- _Written instruction A_: Put the rows that follow the text, from the row containing "Query: blue beaded tassel" through the last row, inclusive, into a Markdown table with the columns Number and Row text. Number each row and leave out any blank lines.

__________________________________________________

As we continue to take a full-color look back at this year’s “Americans in the Bundesliga” deep-scout column over on Bulinews, a six-section piece from round 31 at least contained some good news for USMNT defenders George Bello and John Anthony Brooks. The rest of the assessed field engendered less enthusiasm. So it went as we limped along to a (in all candor) disappointing finish.
Six graded sections to cover in the latest installment of our “Americans” deep-scout column. We’ve fewer actors than last week by virtue of the fact that Chris Richards’ latest injury is indeed sadly a season-ending one, Joe Scally’s time off the Gladbach bench barely featured any touches, and both Timothy Chandler and Ricardo Pepi rode the bench.
While all of that definitely counts as bad news, we’ve better reports overall to discuss these week. Two “A Level” defenders made the scouting on this beat much more enjoyable. Tyler Adams also uptick a tad from the previous round. Unfortunately, as it is when it comes to all things Fürth, our two German American performers had another bad day at the office.
George Bello, Arminia Bielefeld
Minutes played = 90/90, Positions played = LB
Grade = A
Very inaccurate low marks for the Georgian in the German press this week. Much of this had to do with the fact that his soon-to-be relegated team’s overall play did prove nauseating at times. One should also note that Bello got easily split, then badly beaten on both Köln’s first and third goal.
Don’t let the poor grades fool you, however. This American actually delivered some stunning play last weekend. DSC interim trainer Marco Kostman kept it simple in a static 4-2-2. Bello was hardly static, bombing up and down his left flank with boundless indefatigable energy.
Lineup—Arminia Bielefeld—Match 31 (4-4-2)
Some really great moments on the break can be found in the 9th, 15th, 31st, 41st, 53rd, 62nd, 69th, 79th, and 82nd. One can watch him touch past Anthony Modeste in the 14th, 25th, and 90th. Intelligent work on attack trails came in the 10th, 27th, and 83rd. He got a sharp snapshot of in the 58th.
Though he was beaten on those aforementioned goals (3rd and 86th) and lost a few more defensive duels (45+3, 49th, 52nd), the bulk of his work at the back was top notch. As we’ve noted many times before in this column, this young man specializes in sensational recovery runs even when he initially gets beaten.
Examples of sensational track-back work occur in the 23rd, 33rd 37th, 65th, 71st, and 79th. Slide tackles that will leave you in awe are also on display. Be sure to check out Bello’s absolute best work in the 35th, 64th, and 77th. There’s also great aerial wins and clearances in the 22nd, 45+4, 46th, 51st, 57th, and 75th.
More sparkling individual play for the former Atlanta United FC man in the 59th (expert shielding and ball control while pinned back in his own corner) and 63rd (a fearless win and clearance against Ellyes Skhiri right in front of the net). Four stray passes on the day barely count against him when he furnished such fine verticals/cycle work in the 20th, 39th, 50th, 54th, and at 90+1.
There were a few instances at the beginning, near the end, and during a dip between the 47th and 57th during which he had some hesitation about which way to break. The only real negative things resulting from this left some switches out of his reach in the 11th and 18th. If the German press sees fit to dock him for that, so be it. This column won’t.

__________________________________________________

- _Written instruction B_: In the Bundesliga column, what grade is George Bello given?

__________________________________________________

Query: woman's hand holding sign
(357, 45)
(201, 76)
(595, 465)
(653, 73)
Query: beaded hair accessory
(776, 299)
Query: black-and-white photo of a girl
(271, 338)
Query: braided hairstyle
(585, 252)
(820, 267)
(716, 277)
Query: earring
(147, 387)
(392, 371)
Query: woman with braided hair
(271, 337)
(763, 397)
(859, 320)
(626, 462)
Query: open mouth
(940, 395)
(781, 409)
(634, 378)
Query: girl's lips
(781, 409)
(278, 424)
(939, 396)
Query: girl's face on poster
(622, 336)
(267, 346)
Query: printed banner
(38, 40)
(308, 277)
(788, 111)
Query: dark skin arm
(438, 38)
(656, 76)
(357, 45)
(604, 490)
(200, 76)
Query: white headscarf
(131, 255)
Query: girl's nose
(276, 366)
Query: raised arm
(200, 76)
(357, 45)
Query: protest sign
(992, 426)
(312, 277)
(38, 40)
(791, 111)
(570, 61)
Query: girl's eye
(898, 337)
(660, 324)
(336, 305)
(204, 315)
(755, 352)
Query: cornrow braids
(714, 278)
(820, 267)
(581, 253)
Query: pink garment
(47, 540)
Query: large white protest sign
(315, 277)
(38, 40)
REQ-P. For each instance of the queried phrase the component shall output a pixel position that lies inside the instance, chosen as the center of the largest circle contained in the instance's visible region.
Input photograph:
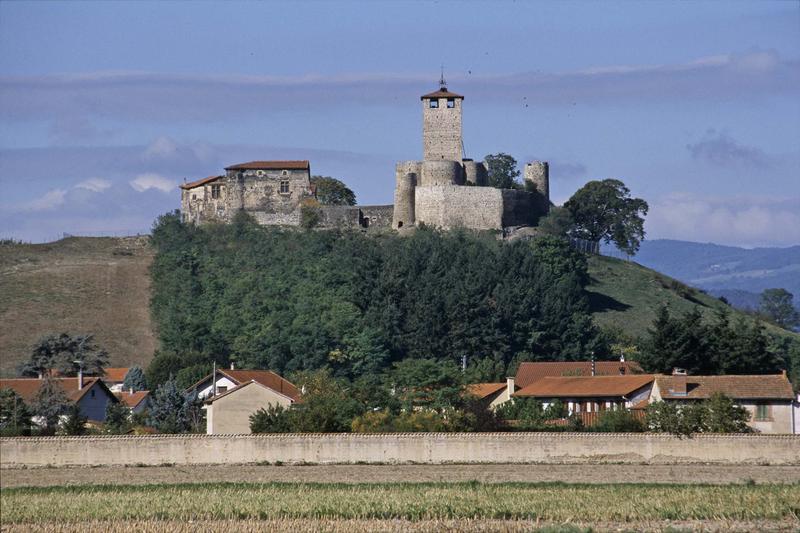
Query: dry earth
(712, 474)
(76, 285)
(306, 525)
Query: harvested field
(302, 525)
(401, 501)
(496, 473)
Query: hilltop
(102, 286)
(78, 285)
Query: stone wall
(433, 448)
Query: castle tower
(441, 125)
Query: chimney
(678, 382)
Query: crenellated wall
(432, 448)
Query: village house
(231, 396)
(768, 398)
(493, 394)
(91, 394)
(136, 401)
(591, 394)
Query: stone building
(446, 190)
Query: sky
(105, 108)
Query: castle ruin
(443, 189)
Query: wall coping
(417, 436)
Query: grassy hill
(626, 295)
(78, 285)
(102, 286)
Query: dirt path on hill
(713, 474)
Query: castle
(443, 189)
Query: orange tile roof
(763, 387)
(271, 165)
(482, 390)
(132, 400)
(530, 372)
(591, 386)
(441, 93)
(198, 183)
(114, 375)
(27, 388)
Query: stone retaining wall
(433, 448)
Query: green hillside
(625, 295)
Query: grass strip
(409, 501)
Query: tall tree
(49, 404)
(331, 191)
(503, 171)
(604, 210)
(778, 305)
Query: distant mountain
(720, 269)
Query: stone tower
(441, 125)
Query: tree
(134, 379)
(558, 222)
(604, 210)
(331, 191)
(49, 404)
(777, 304)
(117, 418)
(502, 170)
(168, 409)
(15, 416)
(66, 354)
(75, 421)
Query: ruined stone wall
(441, 130)
(453, 206)
(429, 448)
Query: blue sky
(106, 107)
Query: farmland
(414, 502)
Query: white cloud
(143, 182)
(50, 200)
(743, 221)
(94, 184)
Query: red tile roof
(588, 387)
(482, 390)
(441, 93)
(27, 388)
(132, 400)
(763, 387)
(271, 165)
(530, 372)
(114, 375)
(198, 183)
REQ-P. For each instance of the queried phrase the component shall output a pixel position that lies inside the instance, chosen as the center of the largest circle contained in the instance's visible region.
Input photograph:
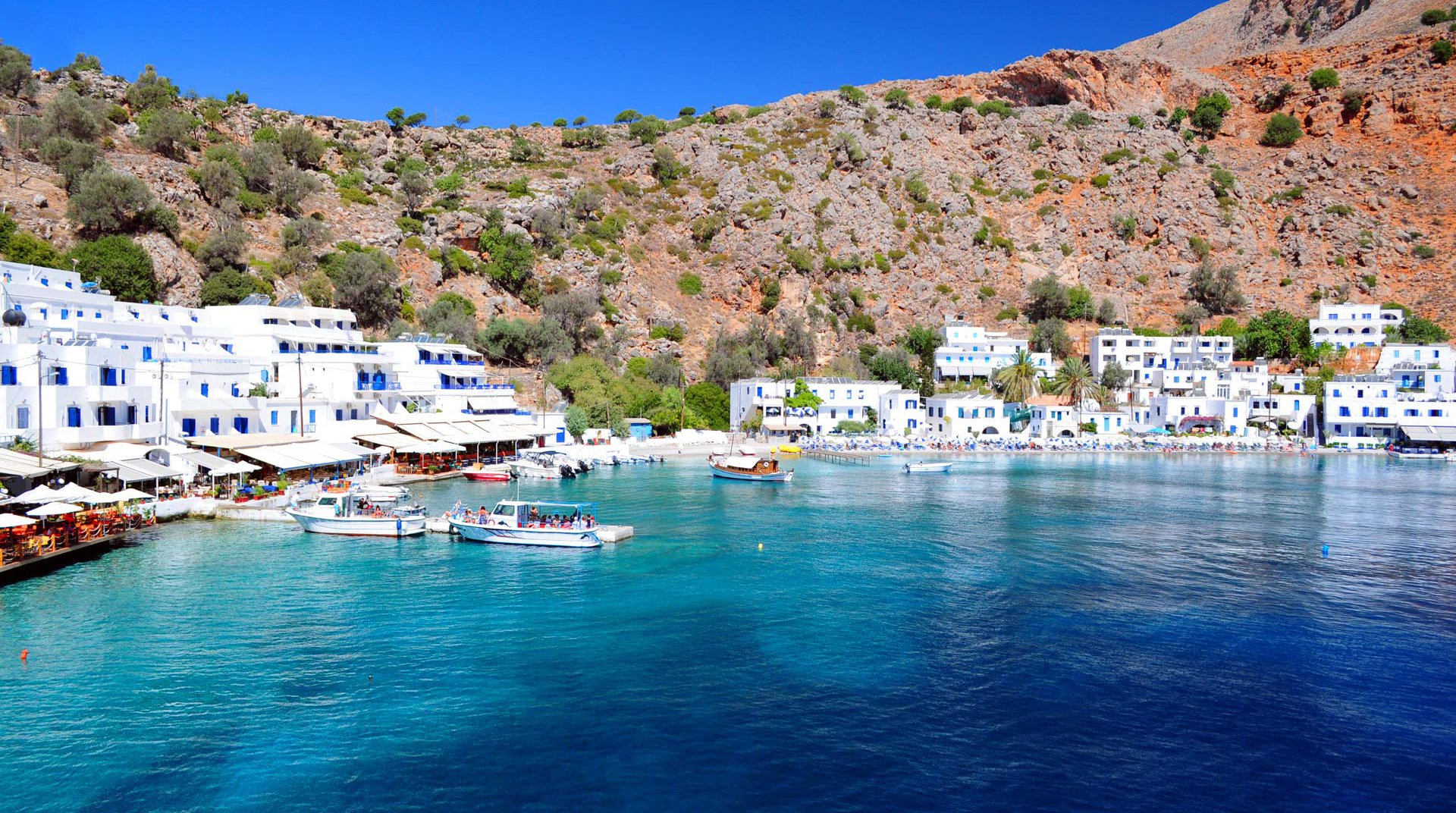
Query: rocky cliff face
(905, 213)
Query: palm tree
(1018, 379)
(1075, 381)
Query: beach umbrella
(55, 509)
(36, 496)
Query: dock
(604, 532)
(854, 458)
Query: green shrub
(689, 283)
(1207, 114)
(1282, 131)
(1324, 77)
(996, 107)
(117, 264)
(356, 196)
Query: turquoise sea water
(1055, 633)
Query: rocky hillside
(862, 210)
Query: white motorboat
(353, 513)
(533, 466)
(516, 522)
(748, 466)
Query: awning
(19, 463)
(202, 460)
(491, 403)
(1430, 435)
(303, 455)
(142, 468)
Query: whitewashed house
(1353, 325)
(967, 416)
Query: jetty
(836, 457)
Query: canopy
(302, 455)
(74, 493)
(134, 494)
(240, 466)
(55, 509)
(20, 463)
(430, 447)
(491, 403)
(11, 520)
(1439, 435)
(36, 496)
(140, 469)
(102, 498)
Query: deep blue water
(1076, 633)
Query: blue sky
(503, 63)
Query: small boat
(354, 513)
(516, 522)
(1416, 454)
(532, 466)
(500, 472)
(748, 466)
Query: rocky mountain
(861, 210)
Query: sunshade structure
(53, 510)
(306, 455)
(20, 463)
(134, 494)
(102, 498)
(36, 496)
(145, 469)
(430, 447)
(73, 493)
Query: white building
(967, 416)
(970, 351)
(842, 400)
(902, 414)
(1155, 360)
(1353, 325)
(136, 372)
(1370, 411)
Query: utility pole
(302, 425)
(39, 406)
(162, 394)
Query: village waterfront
(1037, 631)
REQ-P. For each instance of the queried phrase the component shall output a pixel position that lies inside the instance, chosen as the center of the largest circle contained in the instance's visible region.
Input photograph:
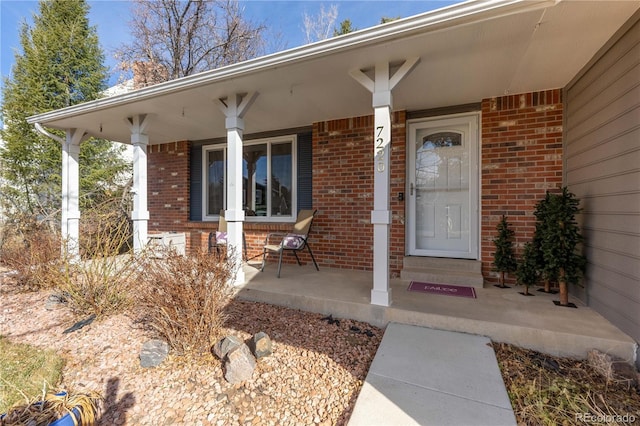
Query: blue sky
(111, 18)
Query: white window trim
(293, 139)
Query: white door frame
(474, 185)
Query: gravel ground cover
(313, 376)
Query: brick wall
(168, 186)
(521, 149)
(343, 192)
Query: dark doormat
(446, 289)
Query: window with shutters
(269, 179)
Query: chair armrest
(280, 235)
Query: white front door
(442, 181)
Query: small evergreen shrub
(504, 258)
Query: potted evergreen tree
(548, 275)
(504, 258)
(527, 272)
(560, 242)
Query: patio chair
(295, 241)
(218, 239)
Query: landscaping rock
(261, 345)
(239, 364)
(613, 369)
(153, 353)
(224, 346)
(55, 301)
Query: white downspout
(70, 211)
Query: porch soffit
(462, 61)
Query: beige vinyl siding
(602, 167)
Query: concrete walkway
(422, 376)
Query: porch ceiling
(468, 52)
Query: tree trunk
(564, 292)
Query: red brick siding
(168, 186)
(521, 157)
(521, 149)
(343, 192)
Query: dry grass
(35, 255)
(24, 369)
(547, 390)
(82, 407)
(183, 298)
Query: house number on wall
(380, 146)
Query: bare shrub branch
(183, 298)
(173, 38)
(321, 26)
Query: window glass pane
(281, 179)
(254, 185)
(215, 182)
(442, 140)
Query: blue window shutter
(305, 180)
(195, 188)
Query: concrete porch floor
(503, 315)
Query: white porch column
(381, 88)
(140, 215)
(70, 226)
(234, 109)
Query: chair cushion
(221, 237)
(293, 241)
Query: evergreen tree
(560, 241)
(61, 64)
(541, 214)
(527, 273)
(504, 258)
(345, 28)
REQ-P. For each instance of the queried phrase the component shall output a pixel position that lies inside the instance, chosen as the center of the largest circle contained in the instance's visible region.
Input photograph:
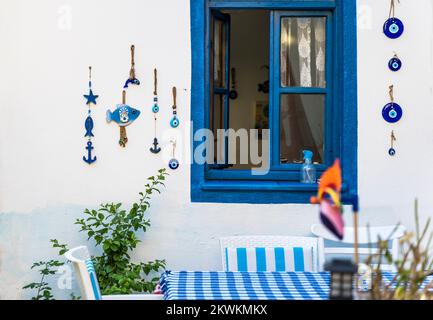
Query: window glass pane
(303, 52)
(217, 122)
(220, 51)
(302, 126)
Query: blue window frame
(281, 184)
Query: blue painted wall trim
(238, 191)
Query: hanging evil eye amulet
(392, 112)
(174, 122)
(173, 164)
(393, 28)
(395, 64)
(155, 108)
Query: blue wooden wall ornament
(155, 109)
(174, 122)
(132, 78)
(88, 124)
(395, 63)
(393, 27)
(124, 116)
(392, 112)
(392, 151)
(173, 163)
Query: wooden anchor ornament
(123, 115)
(155, 109)
(132, 77)
(88, 124)
(173, 163)
(174, 123)
(393, 27)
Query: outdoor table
(199, 285)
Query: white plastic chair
(88, 281)
(274, 242)
(366, 236)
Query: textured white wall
(44, 185)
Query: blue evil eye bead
(173, 164)
(174, 122)
(392, 112)
(395, 64)
(393, 28)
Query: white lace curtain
(303, 44)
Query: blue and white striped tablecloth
(186, 285)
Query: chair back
(85, 273)
(366, 237)
(272, 253)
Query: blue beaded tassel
(174, 122)
(155, 109)
(392, 151)
(173, 163)
(91, 99)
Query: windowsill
(258, 186)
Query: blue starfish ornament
(91, 98)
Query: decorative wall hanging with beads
(155, 109)
(391, 150)
(395, 63)
(174, 163)
(90, 99)
(132, 78)
(123, 115)
(175, 120)
(392, 112)
(393, 27)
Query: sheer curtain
(303, 57)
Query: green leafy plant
(413, 268)
(115, 230)
(45, 269)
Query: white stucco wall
(44, 185)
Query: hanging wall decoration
(88, 124)
(392, 112)
(393, 27)
(124, 115)
(395, 63)
(175, 120)
(174, 163)
(132, 78)
(391, 150)
(233, 93)
(155, 109)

__________________________________________________

- _Expected answer A_:
| Number | Row text |
|---|---|
| 1 | Query: blue beaded tassel |
| 2 | (174, 122) |
| 3 | (155, 109) |
| 4 | (392, 151) |
| 5 | (173, 163) |
| 6 | (91, 99) |
| 7 | Query: windowsill |
| 8 | (258, 186) |
| 9 | Query: blue starfish ornament |
| 10 | (91, 98) |
| 11 | Query: decorative wall hanging with beads |
| 12 | (155, 109) |
| 13 | (391, 150) |
| 14 | (395, 63) |
| 15 | (174, 163) |
| 16 | (90, 99) |
| 17 | (132, 78) |
| 18 | (123, 115) |
| 19 | (175, 120) |
| 20 | (392, 112) |
| 21 | (393, 27) |
| 22 | Query: sheer curtain |
| 23 | (303, 57) |
| 24 | Query: green leafy plant |
| 25 | (413, 268) |
| 26 | (115, 230) |
| 27 | (45, 269) |
| 28 | Query: white stucco wall |
| 29 | (44, 185) |
| 30 | Query: hanging wall decoration |
| 31 | (88, 124) |
| 32 | (392, 112) |
| 33 | (393, 27) |
| 34 | (124, 115) |
| 35 | (395, 63) |
| 36 | (175, 120) |
| 37 | (174, 163) |
| 38 | (132, 78) |
| 39 | (391, 150) |
| 40 | (233, 93) |
| 41 | (155, 109) |

- _Expected answer B_: A